Stored records
Segment Open
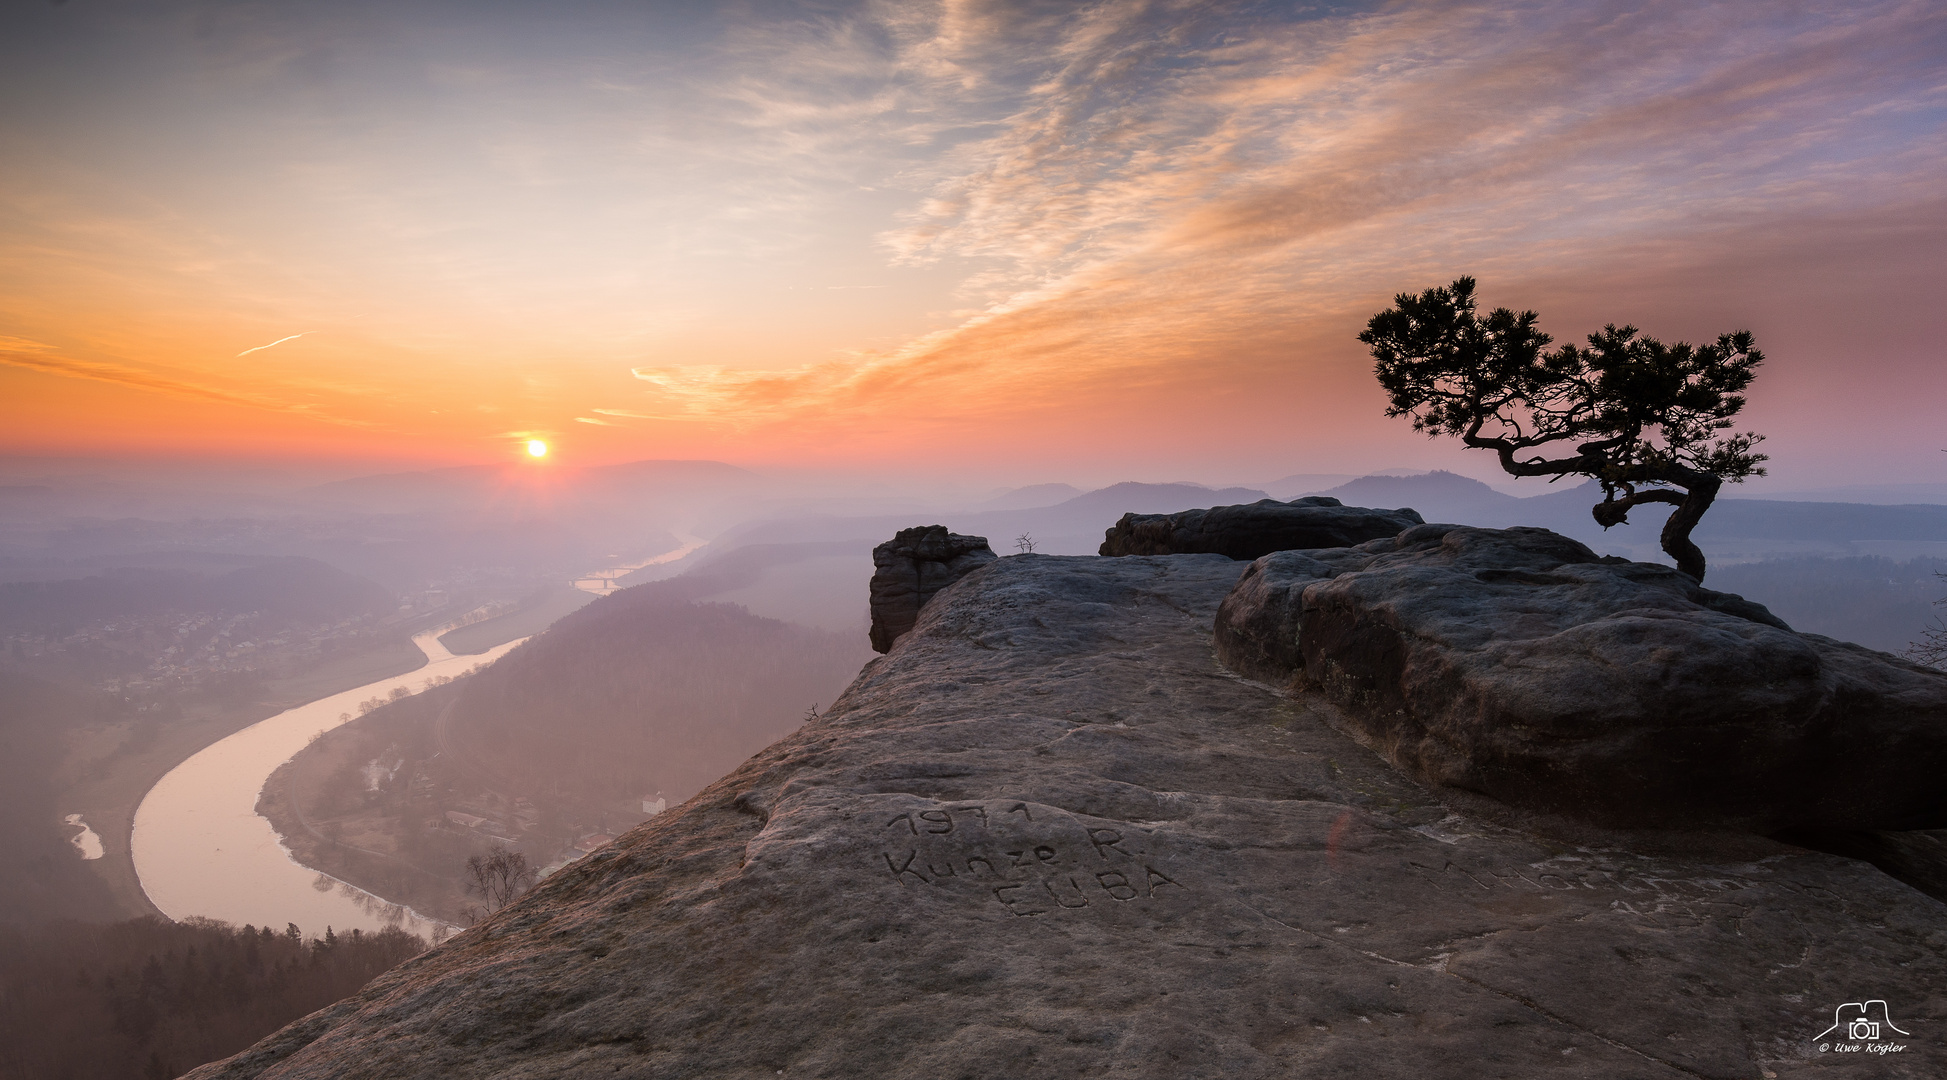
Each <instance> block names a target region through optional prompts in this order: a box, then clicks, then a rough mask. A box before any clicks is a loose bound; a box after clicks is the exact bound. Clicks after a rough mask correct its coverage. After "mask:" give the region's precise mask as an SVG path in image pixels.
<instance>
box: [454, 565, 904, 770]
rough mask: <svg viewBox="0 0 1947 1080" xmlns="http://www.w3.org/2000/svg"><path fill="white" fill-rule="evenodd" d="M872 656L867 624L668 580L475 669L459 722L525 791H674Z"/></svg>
mask: <svg viewBox="0 0 1947 1080" xmlns="http://www.w3.org/2000/svg"><path fill="white" fill-rule="evenodd" d="M672 586H674V588H672ZM868 658H870V650H868V646H866V642H864V638H863V636H857V634H835V632H826V630H812V629H804V627H794V625H789V623H781V621H775V619H759V617H755V615H752V613H748V611H744V609H742V607H736V605H728V603H693V601H687V599H683V597H681V586H676V582H658V584H652V586H641V588H635V590H623V592H617V594H613V595H607V597H604V599H598V601H594V603H590V605H588V607H582V609H580V611H576V613H572V615H569V617H565V619H561V621H559V623H555V625H553V627H551V629H549V630H547V632H545V634H539V636H537V638H533V640H530V642H528V644H524V646H520V648H516V650H514V652H510V654H508V656H506V658H502V660H500V662H496V664H495V666H493V667H489V669H485V671H481V673H479V675H475V677H471V679H467V683H465V687H463V689H461V695H459V701H458V702H456V706H454V712H452V718H450V730H452V732H454V736H456V738H458V739H459V741H461V743H463V745H465V751H467V755H469V757H467V759H469V761H475V763H479V765H481V767H483V771H485V773H489V774H498V776H500V778H504V780H506V782H508V784H510V786H512V788H518V790H522V792H526V794H533V792H549V790H578V792H584V794H586V796H594V800H600V802H615V800H623V802H627V800H629V798H641V796H643V794H648V792H656V790H662V792H664V794H666V796H670V798H672V802H676V800H681V798H689V796H691V794H693V792H697V790H699V788H703V784H709V782H711V780H715V778H716V776H720V774H724V773H726V771H730V769H734V767H736V765H738V763H740V761H744V759H746V757H750V755H752V753H755V751H757V749H761V747H763V745H767V743H771V741H773V739H777V738H781V736H785V734H789V732H792V730H794V728H796V726H798V724H800V722H802V720H804V712H806V710H808V708H810V706H814V704H820V706H822V704H831V699H835V697H837V695H839V691H843V689H845V685H847V683H851V679H853V677H855V675H857V673H859V667H861V666H863V664H864V662H866V660H868Z"/></svg>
Segment Closed
WHAT TO PRODUCE: The answer must consist of every line from the records above that holds "instance".

RESPONSE BELOW:
Each <instance> block names a target region through optional prompts in this order: a box, then clicks, then a rough mask. A box before any clicks is a loose bound; a box after clicks is the exact bound. Clicks after a rough mask correct its coverage. After "mask:" give the region's precise mask as an SVG path in image pixels.
<instance>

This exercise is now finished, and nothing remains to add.